### INSTRUCTIONS TO FOLLOW
Which lines below contain the word "could" with the same capitalization? Copy each of those lines in full.

(Rows from the dataset)
* * * * * * *

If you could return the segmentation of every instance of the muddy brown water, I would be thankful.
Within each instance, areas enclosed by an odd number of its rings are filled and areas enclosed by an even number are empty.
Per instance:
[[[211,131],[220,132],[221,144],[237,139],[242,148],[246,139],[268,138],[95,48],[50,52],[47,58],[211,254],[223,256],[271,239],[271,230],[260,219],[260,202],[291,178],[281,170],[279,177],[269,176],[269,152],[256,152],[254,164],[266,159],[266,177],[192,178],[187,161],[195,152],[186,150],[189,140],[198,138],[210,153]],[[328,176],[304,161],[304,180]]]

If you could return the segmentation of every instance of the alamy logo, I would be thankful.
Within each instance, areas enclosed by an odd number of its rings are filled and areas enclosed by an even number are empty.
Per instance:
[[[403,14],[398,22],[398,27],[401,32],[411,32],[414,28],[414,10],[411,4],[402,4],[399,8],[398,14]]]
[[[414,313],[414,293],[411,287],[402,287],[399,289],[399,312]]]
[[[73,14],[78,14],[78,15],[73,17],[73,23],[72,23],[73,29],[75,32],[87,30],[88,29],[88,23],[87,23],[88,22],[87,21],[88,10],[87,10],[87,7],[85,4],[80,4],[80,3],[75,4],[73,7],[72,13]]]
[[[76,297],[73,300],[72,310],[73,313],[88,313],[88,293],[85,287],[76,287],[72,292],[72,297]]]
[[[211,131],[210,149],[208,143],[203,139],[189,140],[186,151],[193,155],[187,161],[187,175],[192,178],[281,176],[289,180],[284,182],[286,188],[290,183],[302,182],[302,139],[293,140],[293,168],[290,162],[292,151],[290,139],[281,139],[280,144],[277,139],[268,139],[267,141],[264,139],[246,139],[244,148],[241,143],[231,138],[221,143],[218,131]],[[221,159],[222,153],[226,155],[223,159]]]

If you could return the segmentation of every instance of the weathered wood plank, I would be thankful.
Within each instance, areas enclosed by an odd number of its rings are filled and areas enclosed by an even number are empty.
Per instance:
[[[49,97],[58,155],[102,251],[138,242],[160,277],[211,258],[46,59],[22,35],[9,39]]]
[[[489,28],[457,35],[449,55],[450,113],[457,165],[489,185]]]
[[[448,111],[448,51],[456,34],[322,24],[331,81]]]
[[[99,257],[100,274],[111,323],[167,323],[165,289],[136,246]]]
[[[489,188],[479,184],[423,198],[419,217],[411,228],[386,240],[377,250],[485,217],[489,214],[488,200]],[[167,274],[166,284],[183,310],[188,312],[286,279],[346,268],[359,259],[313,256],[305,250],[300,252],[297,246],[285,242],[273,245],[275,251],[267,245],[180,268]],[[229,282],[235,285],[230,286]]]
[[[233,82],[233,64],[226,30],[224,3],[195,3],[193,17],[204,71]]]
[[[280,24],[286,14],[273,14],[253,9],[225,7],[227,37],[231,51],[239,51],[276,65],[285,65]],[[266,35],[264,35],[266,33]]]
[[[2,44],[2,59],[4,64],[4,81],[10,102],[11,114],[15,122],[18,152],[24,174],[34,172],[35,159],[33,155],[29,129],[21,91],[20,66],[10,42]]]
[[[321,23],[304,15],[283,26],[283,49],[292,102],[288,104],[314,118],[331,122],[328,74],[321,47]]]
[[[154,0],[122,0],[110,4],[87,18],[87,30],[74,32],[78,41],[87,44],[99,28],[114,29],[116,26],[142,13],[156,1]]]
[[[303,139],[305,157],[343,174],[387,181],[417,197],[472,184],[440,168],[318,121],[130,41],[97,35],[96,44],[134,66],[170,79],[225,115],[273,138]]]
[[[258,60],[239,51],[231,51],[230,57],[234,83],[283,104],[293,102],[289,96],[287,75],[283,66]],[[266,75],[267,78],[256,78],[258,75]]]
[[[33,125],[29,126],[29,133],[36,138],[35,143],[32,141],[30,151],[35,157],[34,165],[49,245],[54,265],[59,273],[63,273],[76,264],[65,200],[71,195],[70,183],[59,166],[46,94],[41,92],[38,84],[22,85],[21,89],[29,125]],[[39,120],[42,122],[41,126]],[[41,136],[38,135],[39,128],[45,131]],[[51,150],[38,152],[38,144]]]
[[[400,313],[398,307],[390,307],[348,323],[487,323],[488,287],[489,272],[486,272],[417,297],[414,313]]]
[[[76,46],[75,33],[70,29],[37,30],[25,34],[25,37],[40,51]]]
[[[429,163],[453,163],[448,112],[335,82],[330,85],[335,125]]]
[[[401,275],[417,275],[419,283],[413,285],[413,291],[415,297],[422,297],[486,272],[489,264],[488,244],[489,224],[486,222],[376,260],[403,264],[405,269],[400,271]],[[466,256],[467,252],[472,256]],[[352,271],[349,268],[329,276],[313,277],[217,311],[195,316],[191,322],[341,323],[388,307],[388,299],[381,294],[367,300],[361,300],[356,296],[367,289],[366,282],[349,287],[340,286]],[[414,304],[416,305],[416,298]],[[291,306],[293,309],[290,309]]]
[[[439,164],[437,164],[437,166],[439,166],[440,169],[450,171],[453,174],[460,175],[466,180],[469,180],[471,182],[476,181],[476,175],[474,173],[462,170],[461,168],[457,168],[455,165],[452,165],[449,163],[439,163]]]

* * * * * * *

### EXPECTED ANSWER
If you could return the segmentation of every instance of the muddy brown water, I would be thankful.
If you could return the segmentation of every instance of the alamy logo, I would be thankful.
If you could return the segmentation of every instance of the weathered wood plank, I would be thankful.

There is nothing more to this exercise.